# YOUR INSTRUCTIONS
An exact copy of all entries is required.

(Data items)
########################################

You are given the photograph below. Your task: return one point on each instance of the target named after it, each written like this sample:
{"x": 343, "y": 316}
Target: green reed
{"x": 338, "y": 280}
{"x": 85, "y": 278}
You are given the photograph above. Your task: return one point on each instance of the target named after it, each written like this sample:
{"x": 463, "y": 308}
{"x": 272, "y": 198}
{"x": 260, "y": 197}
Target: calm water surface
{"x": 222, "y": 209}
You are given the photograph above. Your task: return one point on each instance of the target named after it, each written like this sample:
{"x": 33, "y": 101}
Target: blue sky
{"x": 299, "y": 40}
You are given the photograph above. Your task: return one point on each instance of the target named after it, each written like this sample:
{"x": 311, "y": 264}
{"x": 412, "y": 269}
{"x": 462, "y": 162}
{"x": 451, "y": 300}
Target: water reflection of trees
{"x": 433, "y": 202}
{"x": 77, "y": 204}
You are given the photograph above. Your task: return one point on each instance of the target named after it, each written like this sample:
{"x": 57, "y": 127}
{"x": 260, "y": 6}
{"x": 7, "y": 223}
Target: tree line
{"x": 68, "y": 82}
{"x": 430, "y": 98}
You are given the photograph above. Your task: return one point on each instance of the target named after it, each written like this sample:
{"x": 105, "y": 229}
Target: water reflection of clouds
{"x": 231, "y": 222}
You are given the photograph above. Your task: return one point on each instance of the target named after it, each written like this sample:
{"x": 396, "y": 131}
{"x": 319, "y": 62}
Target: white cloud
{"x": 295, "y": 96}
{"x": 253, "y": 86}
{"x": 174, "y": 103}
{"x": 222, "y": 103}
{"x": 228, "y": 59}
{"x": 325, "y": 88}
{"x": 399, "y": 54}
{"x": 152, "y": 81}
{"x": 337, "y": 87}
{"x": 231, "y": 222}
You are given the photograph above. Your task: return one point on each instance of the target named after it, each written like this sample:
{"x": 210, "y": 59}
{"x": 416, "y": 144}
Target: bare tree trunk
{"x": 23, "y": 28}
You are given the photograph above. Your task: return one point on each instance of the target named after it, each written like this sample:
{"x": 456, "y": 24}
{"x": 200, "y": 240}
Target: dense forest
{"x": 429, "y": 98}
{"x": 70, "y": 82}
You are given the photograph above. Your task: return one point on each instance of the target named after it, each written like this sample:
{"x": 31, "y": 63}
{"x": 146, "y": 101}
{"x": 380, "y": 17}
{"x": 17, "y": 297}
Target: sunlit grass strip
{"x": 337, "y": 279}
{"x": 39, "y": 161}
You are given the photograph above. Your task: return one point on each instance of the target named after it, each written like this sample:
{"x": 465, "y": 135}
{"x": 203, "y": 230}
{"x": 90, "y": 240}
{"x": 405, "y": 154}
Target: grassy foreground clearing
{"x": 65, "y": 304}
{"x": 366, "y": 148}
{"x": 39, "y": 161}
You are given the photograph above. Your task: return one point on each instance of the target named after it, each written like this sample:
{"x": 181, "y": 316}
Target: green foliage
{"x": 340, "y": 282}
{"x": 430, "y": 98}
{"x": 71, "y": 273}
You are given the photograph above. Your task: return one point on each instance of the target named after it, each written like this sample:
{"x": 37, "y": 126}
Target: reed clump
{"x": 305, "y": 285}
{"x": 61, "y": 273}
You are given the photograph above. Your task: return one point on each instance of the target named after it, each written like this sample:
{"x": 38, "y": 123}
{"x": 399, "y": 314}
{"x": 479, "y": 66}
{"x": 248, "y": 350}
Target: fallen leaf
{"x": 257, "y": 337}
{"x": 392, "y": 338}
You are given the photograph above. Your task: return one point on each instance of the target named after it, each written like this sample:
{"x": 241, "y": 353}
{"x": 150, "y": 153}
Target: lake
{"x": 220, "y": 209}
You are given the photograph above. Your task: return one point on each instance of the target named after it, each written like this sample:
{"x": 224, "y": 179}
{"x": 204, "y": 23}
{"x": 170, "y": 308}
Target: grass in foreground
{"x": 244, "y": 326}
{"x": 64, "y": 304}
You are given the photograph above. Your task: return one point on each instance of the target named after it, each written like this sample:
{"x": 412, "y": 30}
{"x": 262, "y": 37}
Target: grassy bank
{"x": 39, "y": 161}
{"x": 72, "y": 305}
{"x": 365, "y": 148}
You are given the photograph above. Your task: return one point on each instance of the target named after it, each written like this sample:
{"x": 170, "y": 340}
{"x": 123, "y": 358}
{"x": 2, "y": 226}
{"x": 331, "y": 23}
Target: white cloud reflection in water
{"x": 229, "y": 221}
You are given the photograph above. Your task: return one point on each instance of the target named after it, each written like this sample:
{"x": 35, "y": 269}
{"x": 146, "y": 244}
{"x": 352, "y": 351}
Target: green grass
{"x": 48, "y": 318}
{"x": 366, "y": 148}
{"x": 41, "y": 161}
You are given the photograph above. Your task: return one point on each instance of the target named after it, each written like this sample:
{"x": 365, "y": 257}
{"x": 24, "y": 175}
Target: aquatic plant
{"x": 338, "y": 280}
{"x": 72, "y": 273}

########################################

# EXERCISE SOLUTION
You are given the photograph below. Your task: return one point on each instance of the target named after it, each written like this sample:
{"x": 343, "y": 316}
Target: green reed
{"x": 338, "y": 280}
{"x": 85, "y": 278}
You are given the photograph above. Your task: return one point on each instance of the target named after it, each written like this sample:
{"x": 463, "y": 308}
{"x": 272, "y": 198}
{"x": 260, "y": 197}
Target: calm water surface
{"x": 222, "y": 209}
You are given the photograph above. Your task: return one point on each instance of the target named after it, each written like this sample:
{"x": 33, "y": 101}
Target: blue sky
{"x": 299, "y": 40}
You are given the photograph above. Your task: return one point on each instance of the target named after it, each written like this sample:
{"x": 311, "y": 264}
{"x": 412, "y": 269}
{"x": 462, "y": 162}
{"x": 451, "y": 300}
Target: water reflection of trees
{"x": 433, "y": 202}
{"x": 77, "y": 204}
You are given the photograph above. Your task: return one point on each instance of the target named after it, each written like this sample:
{"x": 57, "y": 127}
{"x": 260, "y": 6}
{"x": 7, "y": 223}
Target: tree line
{"x": 68, "y": 82}
{"x": 430, "y": 98}
You are given the photograph above. Your task: return one point on each instance of the target named after it, each written like this sample:
{"x": 105, "y": 229}
Target: water reflection of clouds
{"x": 231, "y": 222}
You are given the photograph above. Your task: return one point on each instance of the target named after it, each written like this sample:
{"x": 396, "y": 131}
{"x": 319, "y": 62}
Target: white cloud
{"x": 295, "y": 96}
{"x": 253, "y": 86}
{"x": 174, "y": 103}
{"x": 222, "y": 103}
{"x": 228, "y": 59}
{"x": 325, "y": 88}
{"x": 399, "y": 54}
{"x": 152, "y": 81}
{"x": 337, "y": 87}
{"x": 231, "y": 222}
You are given the photograph above. Your task: return one point on each instance of the target named after it, each written like this sample:
{"x": 210, "y": 59}
{"x": 416, "y": 144}
Target: bare tree trunk
{"x": 23, "y": 28}
You are given the photograph above. Your task: return one point on each instance of the target named after it, each written like this sample:
{"x": 456, "y": 24}
{"x": 200, "y": 240}
Target: dense forest
{"x": 429, "y": 98}
{"x": 70, "y": 82}
You are given the photograph above. Your task: return one point on each instance of the target named after it, each written like this sample:
{"x": 31, "y": 63}
{"x": 146, "y": 101}
{"x": 380, "y": 17}
{"x": 17, "y": 297}
Target: sunlit grass strip
{"x": 337, "y": 279}
{"x": 39, "y": 161}
You are given the photograph above. Your task: return one point on each instance of the target named after it, each written like this sample:
{"x": 465, "y": 135}
{"x": 203, "y": 230}
{"x": 90, "y": 240}
{"x": 405, "y": 154}
Target: grassy foreground clearing
{"x": 65, "y": 304}
{"x": 366, "y": 148}
{"x": 39, "y": 161}
You are given the photograph above. Your task: return one point on each instance of the target named after it, each written like this sample:
{"x": 181, "y": 316}
Target: green foliage
{"x": 340, "y": 282}
{"x": 430, "y": 98}
{"x": 71, "y": 273}
You are given the photograph above. Your task: return one point on each instance of the target named after it, each written like this sample:
{"x": 37, "y": 126}
Target: reed clump
{"x": 305, "y": 285}
{"x": 61, "y": 273}
You are given the photograph above. Your task: return one point on each instance of the target named after it, each written like this sample:
{"x": 38, "y": 123}
{"x": 399, "y": 314}
{"x": 479, "y": 66}
{"x": 248, "y": 350}
Target: fallen leaf
{"x": 257, "y": 337}
{"x": 392, "y": 338}
You are given the photograph above. Your task: return one point on each instance of the target named after it, each written like this sample:
{"x": 241, "y": 353}
{"x": 150, "y": 153}
Target: lake
{"x": 220, "y": 209}
You are given the photograph above. Your task: return one point on each instance of the target named after it, each written like this sample:
{"x": 224, "y": 179}
{"x": 204, "y": 23}
{"x": 170, "y": 308}
Target: grass in foreground
{"x": 244, "y": 326}
{"x": 64, "y": 304}
You are given the photograph above. Your task: return one point on each instance of the target named after it, each written like this sample:
{"x": 412, "y": 30}
{"x": 262, "y": 37}
Target: grassy bank
{"x": 39, "y": 161}
{"x": 72, "y": 305}
{"x": 365, "y": 148}
You are given the photograph above. Your task: return one point on each instance of the target named after it, each written like this sample:
{"x": 170, "y": 340}
{"x": 123, "y": 358}
{"x": 2, "y": 226}
{"x": 331, "y": 23}
Target: white cloud reflection in water
{"x": 229, "y": 221}
You are given the photograph above. Your task: return one point on each instance of the target named after it, each written like this sample:
{"x": 35, "y": 269}
{"x": 146, "y": 244}
{"x": 352, "y": 351}
Target: green grass
{"x": 48, "y": 318}
{"x": 366, "y": 148}
{"x": 41, "y": 161}
You are given the photograph above. Your task: return one point on each instance of the target named after it, each written like this sample:
{"x": 365, "y": 257}
{"x": 24, "y": 175}
Target: aquatic plant
{"x": 338, "y": 280}
{"x": 72, "y": 273}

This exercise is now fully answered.